*SET PROBLEM*.
Copy every line of the records, starting with the line containing "Report one point per instance of the sparse" and going on through the line containing "[[185, 156]]", both included, and raise each coordinate in the answers by 34. Leave the requests and their format samples unchanged.

*STORED DATA*.

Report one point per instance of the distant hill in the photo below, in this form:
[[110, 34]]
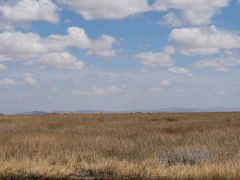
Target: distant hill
[[168, 109]]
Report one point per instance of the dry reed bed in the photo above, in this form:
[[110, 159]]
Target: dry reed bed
[[166, 145]]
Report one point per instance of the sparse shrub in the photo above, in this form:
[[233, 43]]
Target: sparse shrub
[[185, 156]]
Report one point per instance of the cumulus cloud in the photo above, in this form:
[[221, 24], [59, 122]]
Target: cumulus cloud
[[105, 9], [26, 11], [192, 12], [222, 63], [61, 60], [30, 46], [157, 59], [2, 67], [8, 81], [178, 70], [28, 79], [19, 45], [203, 41], [171, 19]]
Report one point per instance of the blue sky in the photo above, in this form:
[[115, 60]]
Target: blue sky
[[118, 55]]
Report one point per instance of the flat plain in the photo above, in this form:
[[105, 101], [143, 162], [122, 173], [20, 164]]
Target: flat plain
[[140, 146]]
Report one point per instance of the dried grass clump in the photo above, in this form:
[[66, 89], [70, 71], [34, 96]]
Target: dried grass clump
[[141, 146]]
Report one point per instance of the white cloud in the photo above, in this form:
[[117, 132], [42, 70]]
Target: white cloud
[[158, 59], [171, 19], [178, 70], [2, 67], [103, 47], [166, 83], [28, 46], [30, 80], [221, 63], [105, 9], [26, 11], [203, 41], [8, 81], [61, 60], [193, 12]]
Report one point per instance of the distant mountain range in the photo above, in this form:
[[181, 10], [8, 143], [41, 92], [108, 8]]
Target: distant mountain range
[[168, 109]]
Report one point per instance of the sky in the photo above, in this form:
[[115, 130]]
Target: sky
[[118, 55]]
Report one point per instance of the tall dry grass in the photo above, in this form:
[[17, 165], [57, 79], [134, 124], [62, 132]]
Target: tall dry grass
[[153, 146]]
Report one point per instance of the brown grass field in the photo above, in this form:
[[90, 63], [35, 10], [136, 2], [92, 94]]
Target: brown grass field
[[140, 146]]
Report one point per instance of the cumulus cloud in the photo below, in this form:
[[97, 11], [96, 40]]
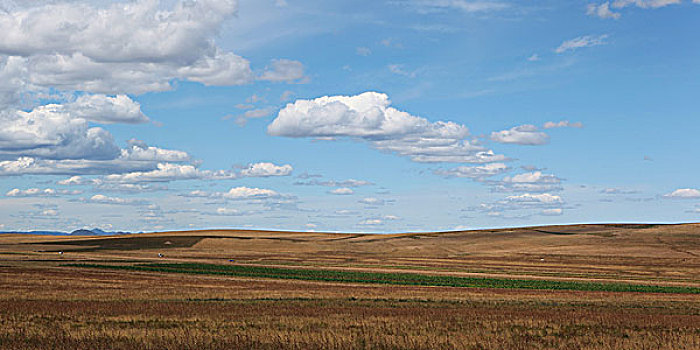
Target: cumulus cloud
[[102, 199], [334, 183], [57, 139], [372, 201], [521, 135], [284, 70], [401, 70], [580, 42], [363, 51], [474, 172], [37, 192], [237, 193], [528, 199], [166, 172], [266, 170], [107, 110], [228, 212], [34, 166], [562, 124], [605, 9], [242, 119], [602, 11], [132, 47], [368, 116], [529, 182], [552, 212], [612, 191], [684, 193], [342, 191], [467, 6], [52, 132]]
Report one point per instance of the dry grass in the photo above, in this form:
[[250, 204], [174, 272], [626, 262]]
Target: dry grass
[[46, 306]]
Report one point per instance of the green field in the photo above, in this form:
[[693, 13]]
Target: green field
[[412, 279]]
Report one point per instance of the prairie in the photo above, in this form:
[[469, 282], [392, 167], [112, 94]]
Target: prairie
[[558, 287]]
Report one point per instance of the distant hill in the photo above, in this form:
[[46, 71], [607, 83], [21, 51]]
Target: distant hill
[[80, 232]]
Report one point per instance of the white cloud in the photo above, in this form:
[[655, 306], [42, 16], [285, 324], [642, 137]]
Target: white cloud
[[580, 42], [363, 51], [562, 124], [604, 10], [286, 95], [228, 212], [52, 132], [400, 70], [36, 192], [242, 119], [552, 212], [247, 193], [334, 183], [342, 191], [34, 166], [372, 201], [617, 191], [371, 222], [102, 199], [73, 180], [467, 6], [368, 116], [529, 182], [107, 110], [266, 170], [521, 135], [684, 193], [166, 172], [138, 150], [284, 70], [132, 47], [535, 199], [475, 172], [237, 193], [48, 213]]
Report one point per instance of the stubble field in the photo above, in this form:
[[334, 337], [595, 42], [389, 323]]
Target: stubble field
[[565, 287]]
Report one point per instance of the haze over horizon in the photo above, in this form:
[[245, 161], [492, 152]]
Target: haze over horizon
[[362, 116]]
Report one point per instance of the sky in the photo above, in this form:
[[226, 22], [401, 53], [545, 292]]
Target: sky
[[353, 116]]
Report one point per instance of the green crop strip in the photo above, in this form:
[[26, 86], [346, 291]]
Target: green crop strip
[[412, 279]]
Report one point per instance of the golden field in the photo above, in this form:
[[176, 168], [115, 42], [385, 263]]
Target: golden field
[[49, 302]]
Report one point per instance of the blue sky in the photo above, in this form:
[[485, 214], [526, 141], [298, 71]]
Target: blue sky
[[368, 116]]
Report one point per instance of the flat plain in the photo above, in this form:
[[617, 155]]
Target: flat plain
[[620, 286]]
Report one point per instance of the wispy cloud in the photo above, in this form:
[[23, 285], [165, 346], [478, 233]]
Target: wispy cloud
[[581, 42]]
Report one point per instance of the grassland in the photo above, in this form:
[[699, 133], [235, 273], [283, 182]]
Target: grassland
[[567, 287]]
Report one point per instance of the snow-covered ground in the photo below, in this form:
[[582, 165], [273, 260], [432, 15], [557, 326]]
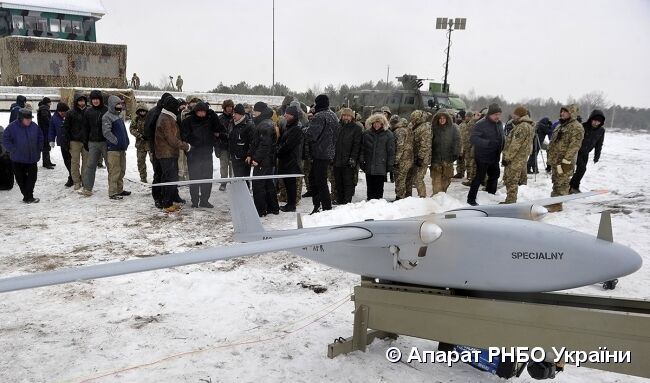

*SOLUTION TO THIS EXERCISE*.
Report one point per instance of the sparse shrub in the photo above, in this form:
[[233, 43]]
Target: sparse shrub
[[219, 190]]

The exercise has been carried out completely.